Reproduce the closing part of the entries exactly: the line with "Can you find the mint" and all lines after it, ending with the last line, and nothing else.

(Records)
== == ==

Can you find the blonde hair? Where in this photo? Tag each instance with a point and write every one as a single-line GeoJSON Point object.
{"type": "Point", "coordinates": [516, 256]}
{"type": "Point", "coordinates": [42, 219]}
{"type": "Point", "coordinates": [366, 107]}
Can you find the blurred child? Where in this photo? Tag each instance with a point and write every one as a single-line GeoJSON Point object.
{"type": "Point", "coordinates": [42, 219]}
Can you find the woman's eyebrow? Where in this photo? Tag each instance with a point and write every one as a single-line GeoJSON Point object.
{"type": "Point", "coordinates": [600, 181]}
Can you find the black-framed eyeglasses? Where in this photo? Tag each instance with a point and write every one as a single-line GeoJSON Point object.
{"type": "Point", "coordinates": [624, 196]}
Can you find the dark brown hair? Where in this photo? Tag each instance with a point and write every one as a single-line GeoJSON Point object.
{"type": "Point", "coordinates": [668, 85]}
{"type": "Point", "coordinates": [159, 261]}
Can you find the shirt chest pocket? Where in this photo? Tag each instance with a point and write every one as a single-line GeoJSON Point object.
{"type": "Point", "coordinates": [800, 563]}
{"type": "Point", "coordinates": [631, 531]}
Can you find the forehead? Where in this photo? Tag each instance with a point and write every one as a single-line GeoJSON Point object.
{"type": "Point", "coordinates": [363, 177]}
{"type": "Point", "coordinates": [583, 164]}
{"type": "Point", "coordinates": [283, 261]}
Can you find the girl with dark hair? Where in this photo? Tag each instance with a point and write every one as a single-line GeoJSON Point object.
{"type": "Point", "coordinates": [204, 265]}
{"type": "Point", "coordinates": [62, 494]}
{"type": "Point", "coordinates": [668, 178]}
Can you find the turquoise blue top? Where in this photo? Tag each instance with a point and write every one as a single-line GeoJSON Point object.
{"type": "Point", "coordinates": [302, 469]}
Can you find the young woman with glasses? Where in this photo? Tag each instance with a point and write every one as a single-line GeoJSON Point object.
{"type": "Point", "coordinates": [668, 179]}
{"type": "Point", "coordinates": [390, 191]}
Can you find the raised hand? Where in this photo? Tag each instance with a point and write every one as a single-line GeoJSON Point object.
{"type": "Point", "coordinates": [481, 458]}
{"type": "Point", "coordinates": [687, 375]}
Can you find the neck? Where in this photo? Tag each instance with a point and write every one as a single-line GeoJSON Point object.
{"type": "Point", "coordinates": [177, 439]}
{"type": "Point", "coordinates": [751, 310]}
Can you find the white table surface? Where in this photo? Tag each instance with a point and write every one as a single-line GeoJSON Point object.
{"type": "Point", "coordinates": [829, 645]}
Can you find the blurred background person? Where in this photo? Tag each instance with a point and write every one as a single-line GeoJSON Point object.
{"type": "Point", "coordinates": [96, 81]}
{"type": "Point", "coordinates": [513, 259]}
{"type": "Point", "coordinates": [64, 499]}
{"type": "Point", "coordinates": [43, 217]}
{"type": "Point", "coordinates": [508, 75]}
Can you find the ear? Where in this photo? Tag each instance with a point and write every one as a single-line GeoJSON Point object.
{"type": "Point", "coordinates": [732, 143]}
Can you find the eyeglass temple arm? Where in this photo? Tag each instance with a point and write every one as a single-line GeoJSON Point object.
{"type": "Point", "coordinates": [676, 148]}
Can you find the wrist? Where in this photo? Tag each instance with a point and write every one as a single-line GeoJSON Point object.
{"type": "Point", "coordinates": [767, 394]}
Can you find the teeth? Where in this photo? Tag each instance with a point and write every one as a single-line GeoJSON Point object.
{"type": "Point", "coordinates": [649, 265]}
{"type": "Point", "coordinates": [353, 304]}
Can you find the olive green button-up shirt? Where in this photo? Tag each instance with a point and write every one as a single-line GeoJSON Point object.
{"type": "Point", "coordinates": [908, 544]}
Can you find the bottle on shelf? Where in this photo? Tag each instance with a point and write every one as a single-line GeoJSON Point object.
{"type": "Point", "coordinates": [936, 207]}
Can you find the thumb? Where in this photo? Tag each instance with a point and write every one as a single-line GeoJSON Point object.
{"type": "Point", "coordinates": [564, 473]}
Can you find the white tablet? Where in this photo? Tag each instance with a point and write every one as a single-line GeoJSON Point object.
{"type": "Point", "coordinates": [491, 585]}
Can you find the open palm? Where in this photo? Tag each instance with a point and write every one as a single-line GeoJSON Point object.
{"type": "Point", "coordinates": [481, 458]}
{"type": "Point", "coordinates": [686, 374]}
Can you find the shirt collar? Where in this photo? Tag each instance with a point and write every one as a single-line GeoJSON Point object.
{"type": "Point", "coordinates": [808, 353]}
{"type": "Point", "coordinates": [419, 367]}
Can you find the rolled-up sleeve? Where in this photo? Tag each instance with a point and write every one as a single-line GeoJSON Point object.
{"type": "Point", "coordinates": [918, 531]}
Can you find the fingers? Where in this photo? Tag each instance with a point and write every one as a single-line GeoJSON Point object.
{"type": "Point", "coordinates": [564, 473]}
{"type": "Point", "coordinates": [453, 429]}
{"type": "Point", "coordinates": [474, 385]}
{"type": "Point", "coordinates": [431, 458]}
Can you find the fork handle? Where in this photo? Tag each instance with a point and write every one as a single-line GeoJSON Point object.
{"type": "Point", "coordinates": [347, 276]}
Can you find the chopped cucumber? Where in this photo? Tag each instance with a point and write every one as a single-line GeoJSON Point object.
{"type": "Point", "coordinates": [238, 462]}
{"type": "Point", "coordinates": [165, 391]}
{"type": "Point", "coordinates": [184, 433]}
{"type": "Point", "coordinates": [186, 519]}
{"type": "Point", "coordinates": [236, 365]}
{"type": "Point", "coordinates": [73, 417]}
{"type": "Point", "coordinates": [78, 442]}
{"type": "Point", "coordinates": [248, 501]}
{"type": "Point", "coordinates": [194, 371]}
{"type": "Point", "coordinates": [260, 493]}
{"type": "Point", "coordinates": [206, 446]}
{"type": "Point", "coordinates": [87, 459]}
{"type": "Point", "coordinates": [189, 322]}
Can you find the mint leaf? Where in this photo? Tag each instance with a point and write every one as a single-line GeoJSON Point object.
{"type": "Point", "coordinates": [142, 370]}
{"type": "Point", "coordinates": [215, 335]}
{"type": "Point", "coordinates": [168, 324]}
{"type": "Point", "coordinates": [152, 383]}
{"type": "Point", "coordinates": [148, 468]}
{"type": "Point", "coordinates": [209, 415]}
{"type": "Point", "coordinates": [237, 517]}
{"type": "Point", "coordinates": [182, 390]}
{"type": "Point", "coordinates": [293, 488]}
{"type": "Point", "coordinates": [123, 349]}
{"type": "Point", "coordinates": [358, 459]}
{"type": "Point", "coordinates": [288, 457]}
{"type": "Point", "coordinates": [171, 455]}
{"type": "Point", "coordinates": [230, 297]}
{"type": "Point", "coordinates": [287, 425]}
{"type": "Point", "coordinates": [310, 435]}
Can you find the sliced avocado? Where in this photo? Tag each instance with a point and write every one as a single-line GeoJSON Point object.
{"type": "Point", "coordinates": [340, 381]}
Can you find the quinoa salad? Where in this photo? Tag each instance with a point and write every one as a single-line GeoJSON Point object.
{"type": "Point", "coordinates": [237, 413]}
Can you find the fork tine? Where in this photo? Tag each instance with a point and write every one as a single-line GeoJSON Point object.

== == ==

** COMPLETE RESPONSE **
Can you find the mint leaf? Where in this photo? Tag each instance with a point and write every one as a single-line GeoJSON Point object.
{"type": "Point", "coordinates": [142, 370]}
{"type": "Point", "coordinates": [215, 335]}
{"type": "Point", "coordinates": [168, 324]}
{"type": "Point", "coordinates": [152, 383]}
{"type": "Point", "coordinates": [148, 468]}
{"type": "Point", "coordinates": [209, 415]}
{"type": "Point", "coordinates": [237, 517]}
{"type": "Point", "coordinates": [182, 390]}
{"type": "Point", "coordinates": [293, 488]}
{"type": "Point", "coordinates": [123, 349]}
{"type": "Point", "coordinates": [358, 459]}
{"type": "Point", "coordinates": [288, 457]}
{"type": "Point", "coordinates": [171, 455]}
{"type": "Point", "coordinates": [230, 297]}
{"type": "Point", "coordinates": [287, 425]}
{"type": "Point", "coordinates": [310, 435]}
Can you find the sliced avocado? Where in this photo? Tag each instance with a point and write every one as a single-line GeoJSON Point object.
{"type": "Point", "coordinates": [340, 381]}
Can you find the quinoa salad? Where in this photo? Tag each instance with a point and write every one as a single-line GeoJSON Point object.
{"type": "Point", "coordinates": [237, 413]}
Can you find the fork tine? Where in this photo? Tag each instance with a point and write every one as a single-line GeoJSON Point object.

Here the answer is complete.